## WORK ORDER
For any picture in the lines below, please leave it out and copy the rest exactly.

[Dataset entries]
....................
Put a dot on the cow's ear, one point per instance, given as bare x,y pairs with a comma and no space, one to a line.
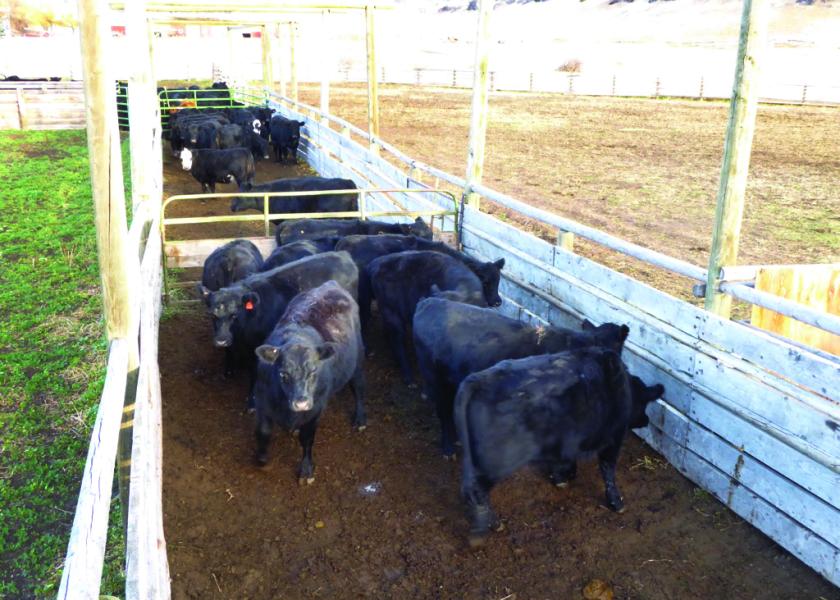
325,351
268,354
250,302
624,332
204,293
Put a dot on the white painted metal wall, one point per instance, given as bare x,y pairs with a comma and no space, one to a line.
749,417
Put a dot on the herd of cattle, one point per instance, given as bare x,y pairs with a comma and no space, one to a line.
510,393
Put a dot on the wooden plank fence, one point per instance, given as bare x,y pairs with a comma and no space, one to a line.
750,417
42,105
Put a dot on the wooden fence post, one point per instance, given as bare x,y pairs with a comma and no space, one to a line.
480,104
292,60
268,72
326,71
736,154
373,92
19,94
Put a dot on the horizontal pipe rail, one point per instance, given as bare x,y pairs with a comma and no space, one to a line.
789,308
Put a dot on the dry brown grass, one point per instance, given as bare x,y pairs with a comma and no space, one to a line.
645,170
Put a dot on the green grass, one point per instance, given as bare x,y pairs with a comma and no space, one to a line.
53,354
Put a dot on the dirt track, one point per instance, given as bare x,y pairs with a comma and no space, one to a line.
236,531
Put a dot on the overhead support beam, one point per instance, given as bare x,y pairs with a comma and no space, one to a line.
480,104
373,91
736,154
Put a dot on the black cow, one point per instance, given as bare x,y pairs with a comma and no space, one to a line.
399,281
246,312
225,266
552,410
291,231
209,166
300,204
365,249
453,339
297,250
314,351
237,136
285,137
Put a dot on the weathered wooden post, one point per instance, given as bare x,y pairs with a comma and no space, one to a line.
326,70
373,92
292,60
736,153
268,73
480,108
83,567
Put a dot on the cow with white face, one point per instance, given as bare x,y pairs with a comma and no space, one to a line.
210,166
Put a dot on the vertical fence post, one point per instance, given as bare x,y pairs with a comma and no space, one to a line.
268,72
19,94
326,72
736,153
292,59
281,69
566,240
373,92
480,104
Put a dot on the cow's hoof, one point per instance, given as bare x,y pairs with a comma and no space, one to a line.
476,539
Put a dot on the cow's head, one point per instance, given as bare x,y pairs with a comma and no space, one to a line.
642,395
238,203
489,273
418,229
294,368
228,305
186,159
608,335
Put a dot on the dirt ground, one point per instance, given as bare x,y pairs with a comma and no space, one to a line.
383,518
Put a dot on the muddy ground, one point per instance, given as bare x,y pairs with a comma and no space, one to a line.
237,531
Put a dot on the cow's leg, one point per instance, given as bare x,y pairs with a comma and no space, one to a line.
364,306
607,459
444,404
475,492
395,332
562,472
263,435
357,386
252,381
230,362
306,472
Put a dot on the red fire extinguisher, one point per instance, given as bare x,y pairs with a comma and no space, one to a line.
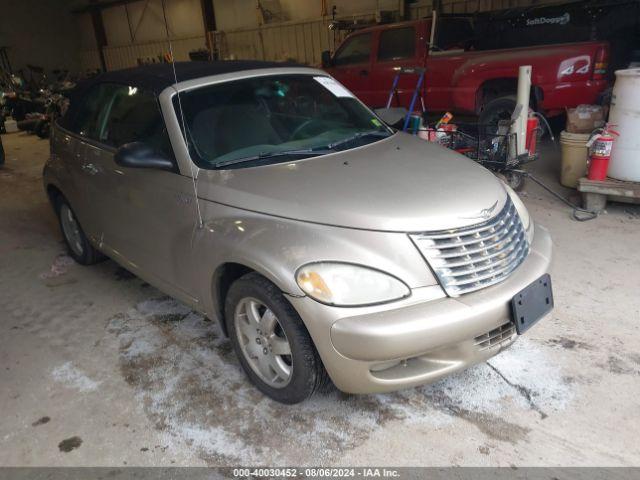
600,145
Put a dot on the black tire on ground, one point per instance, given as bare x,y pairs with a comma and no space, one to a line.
308,374
83,253
497,109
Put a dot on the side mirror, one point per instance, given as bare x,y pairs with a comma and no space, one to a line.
141,155
327,61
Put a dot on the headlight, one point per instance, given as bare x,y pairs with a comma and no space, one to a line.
525,217
347,285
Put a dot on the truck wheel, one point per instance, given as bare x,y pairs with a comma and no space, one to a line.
497,109
271,342
77,242
515,180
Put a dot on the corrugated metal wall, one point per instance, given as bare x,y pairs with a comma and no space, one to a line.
152,52
301,41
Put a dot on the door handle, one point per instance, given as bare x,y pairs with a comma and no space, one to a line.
90,168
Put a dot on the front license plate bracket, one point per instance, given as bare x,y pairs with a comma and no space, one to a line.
532,303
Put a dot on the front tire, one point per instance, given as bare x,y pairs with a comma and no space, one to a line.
80,249
271,341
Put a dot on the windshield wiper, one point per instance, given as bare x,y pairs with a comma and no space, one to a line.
356,136
267,155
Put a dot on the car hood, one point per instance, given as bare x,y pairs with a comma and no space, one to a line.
401,183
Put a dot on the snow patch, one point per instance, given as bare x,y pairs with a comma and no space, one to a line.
187,378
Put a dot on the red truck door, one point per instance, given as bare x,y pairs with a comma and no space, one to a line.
454,36
352,65
393,48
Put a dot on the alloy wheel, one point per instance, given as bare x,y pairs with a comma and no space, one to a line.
263,342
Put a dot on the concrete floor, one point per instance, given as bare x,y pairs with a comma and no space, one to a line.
98,368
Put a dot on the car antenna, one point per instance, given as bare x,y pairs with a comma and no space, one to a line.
194,174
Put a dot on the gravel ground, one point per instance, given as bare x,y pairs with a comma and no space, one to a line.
99,368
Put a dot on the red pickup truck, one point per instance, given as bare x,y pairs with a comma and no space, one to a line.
460,78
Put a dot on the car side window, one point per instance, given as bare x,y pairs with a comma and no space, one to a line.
355,50
397,43
89,116
134,116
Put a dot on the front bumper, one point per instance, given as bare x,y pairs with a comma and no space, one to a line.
418,341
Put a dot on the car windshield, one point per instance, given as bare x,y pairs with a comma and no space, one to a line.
273,118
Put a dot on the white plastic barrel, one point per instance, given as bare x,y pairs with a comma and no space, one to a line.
625,115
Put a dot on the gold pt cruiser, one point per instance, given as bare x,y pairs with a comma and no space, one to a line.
327,245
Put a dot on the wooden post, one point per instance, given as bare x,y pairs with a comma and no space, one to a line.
209,21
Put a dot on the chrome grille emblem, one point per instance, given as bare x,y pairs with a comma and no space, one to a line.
468,259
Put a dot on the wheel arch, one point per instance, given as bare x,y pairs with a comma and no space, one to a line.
53,194
222,279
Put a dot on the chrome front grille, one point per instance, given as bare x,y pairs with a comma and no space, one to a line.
497,336
468,259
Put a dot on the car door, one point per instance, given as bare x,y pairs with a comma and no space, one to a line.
74,140
351,65
148,214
....................
## OUTPUT FOR THIS EXERCISE
Put a dot on the cow's ear, one point per instance, given as bare x,y pairs with a comma and no space, one to a line.
325,351
268,354
250,302
624,332
204,293
Put a dot on the white painted metal wall, one point per instance, given as bare x,y pairs with a comma and no space, one to a line.
749,417
Put a dot on the herd of cattle, one point per instance, given as bare x,y pairs with a comma and no space, one to a line.
510,393
Put a dot on the wooden plank fence, one point per instance, given as bare x,y pairs with a comma and no space, one to a line.
750,417
42,105
Put a dot on the wooden fence post, one point per instance, given as bare x,y pairs with a comma and no space, one to a line.
480,104
292,60
268,72
326,71
736,154
373,92
19,94
Put a dot on the horizontal pipe rail, one point per instance, given as bare x,y pairs with a comma and no space, one to a line.
789,308
Put a dot on the dry brown grass, one point per instance, given as bare x,y pairs with a comma and no space, one to a line.
645,170
Put a dot on the green grass, one point per instance, given as bare x,y pairs with a comma and no space, one to a line.
53,354
Put a dot on the dirt track, one point per instance, given as bare x,y pairs with a comma and no space, one to a line.
236,531
Put a dot on the overhead support beam, one point per instance, given as bare x,y pairs with a comma and no space, one to a line.
480,104
373,91
736,154
Put a dot on the black cow, one point per instance, given as bare x,y pairs with a comma and no space, one to a line.
399,281
246,312
225,266
552,410
291,231
209,166
300,204
365,249
453,339
297,250
314,351
237,136
285,137
Put a dot on the weathered wooden post, one point per instance, given as bare x,y pairs with a comma and no space, one to a line.
326,70
373,92
292,60
736,153
268,73
480,108
83,567
Put a dot on the cow with white face, one point per instance, given as bare x,y pairs with a comma and no space, one to a line.
210,166
Put a dot on the vertical fence post, one point per instance, given as bare x,y pairs with a comma and no space, one to a line.
268,72
19,94
326,72
736,153
292,59
281,69
566,240
373,92
480,104
Put a dot on the cow's hoof, one point per instance, given as bare x,y pairs with a comma and no space, one to a line.
476,539
Put a dot on the cow's head, one point per instance, given as bare x,y pairs with a comma and no space, one to a line.
642,395
238,203
489,273
418,229
294,368
228,305
186,159
608,335
Put a dot on the dirt ground, one point per instance, given as bare x,y pairs with a comma and no space, one to a line.
383,518
Put a dot on the muddy ground, one point per instance, given as bare x,y pairs with a comma and no space, one to a line.
237,531
Put a dot on the cow's leg, one point per instance, given as bare x,y pairs with a comma and no space, one to a line.
364,306
607,459
444,404
475,492
395,332
562,472
263,435
357,386
252,381
230,362
306,472
Put a dot on the red fire extinguisher, one point per instance, given as bare x,y pairs with a comma and no space, one to a line.
600,145
Put a dot on the black tire on ground, one point per instance, given as bare x,y pairs with a comma and no space, one to a line.
308,374
83,253
497,109
Put a dot on the side mirror, one point per instance, given as bare x,y pairs with a comma and no space, one to a line.
141,155
327,61
Put a dot on the headlight, one point per instance, given as bare x,y pairs with a comma and no space, one to a line.
525,217
347,285
Put a dot on the truck wheel, one point per instance, given as bare x,y pairs with a comma and no space, one to a line.
497,109
271,342
77,242
515,180
Put a dot on the corrugated metal wall, one point per instance, given as bare x,y pairs with a comma and no space, one to a line.
152,52
301,41
Put a dot on the door handle, one point per instance, given as bare x,y pairs with a comma and no space, one to a line.
90,168
Put a dot on the front license plate bracket, one point per instance, given as bare x,y pairs with a comma and no space, one to a line.
532,303
Put a dot on the front tire, one point per instance, given as bare x,y pairs with a comma and no space, one to a line.
80,249
271,341
Put a dot on the windshield wiper, one point per instance, given as bare x,y pairs with a comma and no space, one to a line.
356,136
267,155
Put a dot on the car hood, one point per instance, given as bare x,y pairs with a comma and no space, one to a line.
401,183
Put a dot on the snow patch, one point per instance, given as bare x,y pairs with a comma and no space, one to a line.
187,378
Put a dot on the red truck door, one point per instance, given as bare x,y pairs with a comma and no space, one to a line.
454,36
352,65
393,48
Put a dot on the alloy wheel, one point per instance, given as bare x,y pairs with a comma and no space, one to a line.
263,342
Put a dot on the concrete floor, one point per instance, given as bare x,y pairs with a comma and no space, one to a line.
98,368
Put a dot on the car antenna, one point per instance, given as bare x,y pairs with a comma and no space, one to a line.
194,174
Put a dot on the gravel ground, one point per instance, given as bare x,y pairs with a comma and no space, one to a line.
99,368
Put a dot on the red pickup truck, one point per instance, given as bare x,y pairs with a comma and no space, one to a line.
460,78
Put a dot on the car side window, one point per instance, given as bare x,y pairs with a comma and no space, one to a line.
355,50
397,43
89,116
134,116
Put a dot on the front bumper, one point per instance, given as bare x,y pairs with a comma and no space, one to a line.
418,341
Put a dot on the car windshield, one point per instance, given as bare x,y pairs with a comma and no space, one to a line.
273,118
Put a dot on the white plastic barrel, one point per instance, given as bare x,y pairs with a comma and no space, one to a line.
625,115
Put a dot on the gold pt cruiser, one point per instance, given as bare x,y pairs with a comma and no space, one to a line.
327,245
Put a dot on the wooden post, one point per instance, given as bare x,y pairs with a comma and no space, one to a line.
209,21
Put a dot on the chrome grille emblem, one point per instance, given as bare x,y pairs with a comma and no space, one to a line.
468,259
Put a dot on the wheel arch, one point per instance, given as bare x,y pairs with a comma and no space, one to a line.
53,194
222,279
Put a dot on the chrome front grille, one point per instance, given as bare x,y pairs with a comma and no space, one to a line.
497,336
468,259
Put a dot on the car door, one point per instance, given as bare x,y pairs with a comma and no space, one to a line.
74,140
351,65
148,214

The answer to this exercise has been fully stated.